- _Given instruction 1_
Rewrite the Ash Street Saloon article from "IMAGE: Aaron Parecki." to "of Berbati's Pan.", replacing "pirate festivals" with "costume parades".
- _Given instruction 2_
Continue the Ash Street Saloon article with the next part.

* Begin Supplied text *

Here’s How Regulars Will Remember Ash Street Saloon, Downtown’s Proudly Dirty Rock Bar

As the venerable club enters its final week of shows, we asked a few former mainstays to share favored memories of Old Town’s last gleaming.

IMAGE: Aaron Parecki.

When tales are told of the downtown "rock blocks" that once cultivated a burgeoning Portland music scene, the Ash Street Saloon doesn't often take center stage.

Open-door booking policies, a roadhouse-express atmosphere and signature events of a keening silliness—bacon wrestling, pirate festivals—somehow failed to inspire the romantic reveries that sustain the legend of other bygone venues. Ash Street would never boast Satyricon's unassailable punk cred, nor attract the glittering alt-heroes of Berbati's Pan.

But soldiering on for decades with genre-spanning live acts 363 days a year served a function just as vital—and one, we suspect, far harder to replace. As the venerable club enters its final week of shows, we asked a few former mainstays to share favored memories of Old Town's last gleaming.

Former Ash Street bartender Ashley McGarr: Before it was the Ash Street, I believe the space was a Korean karaoke bar. It was just the bar room with a small stage over by the windows. That [brick archway] was just a wall.

Street performer John "Elvis" Shroder: They did have a small stage there where the tables are now, but the venue side used to be a card shop.

Current Ash Street bartender Mandy Freund: Camel had paid for a mural [on former brick wall] to encompass the whole club, so there was a woman onstage with a guitar and a cigarette sticking out. When the wall came down, people wanted to take a swing at that ugly fucking mural.

* End Supplied text *
* Begin Dataset rows *

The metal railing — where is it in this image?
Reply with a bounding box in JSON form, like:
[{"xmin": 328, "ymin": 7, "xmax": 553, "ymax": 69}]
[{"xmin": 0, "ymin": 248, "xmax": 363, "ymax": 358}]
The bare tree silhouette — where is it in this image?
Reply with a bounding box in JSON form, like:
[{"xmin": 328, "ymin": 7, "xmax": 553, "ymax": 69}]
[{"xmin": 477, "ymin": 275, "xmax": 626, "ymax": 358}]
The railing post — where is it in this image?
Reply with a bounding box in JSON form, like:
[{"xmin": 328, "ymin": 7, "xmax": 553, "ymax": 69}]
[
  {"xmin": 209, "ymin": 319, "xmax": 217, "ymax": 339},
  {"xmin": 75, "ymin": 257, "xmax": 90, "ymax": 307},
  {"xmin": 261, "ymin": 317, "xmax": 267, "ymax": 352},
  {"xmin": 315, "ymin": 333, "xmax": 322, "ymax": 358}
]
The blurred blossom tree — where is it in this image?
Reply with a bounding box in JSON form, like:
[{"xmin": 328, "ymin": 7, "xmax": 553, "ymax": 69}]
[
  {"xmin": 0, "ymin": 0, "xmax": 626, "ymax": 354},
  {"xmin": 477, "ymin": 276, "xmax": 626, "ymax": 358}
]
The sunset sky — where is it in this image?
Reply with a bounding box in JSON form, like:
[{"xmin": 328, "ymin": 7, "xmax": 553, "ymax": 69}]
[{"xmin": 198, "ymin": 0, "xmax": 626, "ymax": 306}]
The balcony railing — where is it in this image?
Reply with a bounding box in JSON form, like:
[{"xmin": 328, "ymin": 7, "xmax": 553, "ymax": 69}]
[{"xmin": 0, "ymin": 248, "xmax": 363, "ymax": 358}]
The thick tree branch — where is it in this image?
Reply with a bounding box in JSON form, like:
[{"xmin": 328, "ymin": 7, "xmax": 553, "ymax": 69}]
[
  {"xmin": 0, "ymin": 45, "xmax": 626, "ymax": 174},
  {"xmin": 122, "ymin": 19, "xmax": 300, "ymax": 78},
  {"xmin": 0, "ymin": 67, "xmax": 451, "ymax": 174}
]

* End Dataset rows *

- _Task output 1_
IMAGE: Aaron Parecki.

When tales are told of the downtown "rock blocks" that once cultivated a burgeoning Portland music scene, the Ash Street Saloon doesn't often take center stage.

Open-door booking policies, a roadhouse-express atmosphere and signature events of a keening silliness—bacon wrestling, costume parades—somehow failed to inspire the romantic reveries that sustain the legend of other bygone venues. Ash Street would never boast Satyricon's unassailable punk cred, nor attract the glittering alt-heroes of Berbati's Pan.

- _Task output 2_
McGarr: The backyard's always been there. When I was first working here with Megan and Amber, people had to ring a bell out on the bar if they wanted a drink because we'd all be on the roof suntanning.

Freund: There used to be stairs that led up to the roof in the backyard.

McGarr: I can't remember the woman's name, but she took a tumble and that was the end of the stairs and the deck. Legally, I'm sure we weren't even supposed to be up there.

Former Ash Street bartender Tracy Nyari: People would come here for years and have no idea that back patio is there. It's a goddamn gem in downtown, [whereas] the green room looks like you're crawling into a fireplace.

Freund: When Bar 71 was next door, a lot of the bands would go up the staircase to the green room and make fun of the people down on the dancefloor and kinda throw shit at them.

Weaklings/P.R.O.B.L.E.M.S. frontman Bradly Battin: I used to like opening up the window in the green room…and peeing on the people dancing at the club next door. That was always a good time.

Nyari: At this point, we've all discussed plans for the couch. Maybe we should just donate it to OHSU, and they can do some testing. Seriously, I don't know how they'll get it out of there. How'd they even get it in?

Freund: That's a mystery because the staircase that's there now didn't then exist. I think it probably should be preserved, if you could figure out a way to decontaminate. That is a disgusting fucking couch.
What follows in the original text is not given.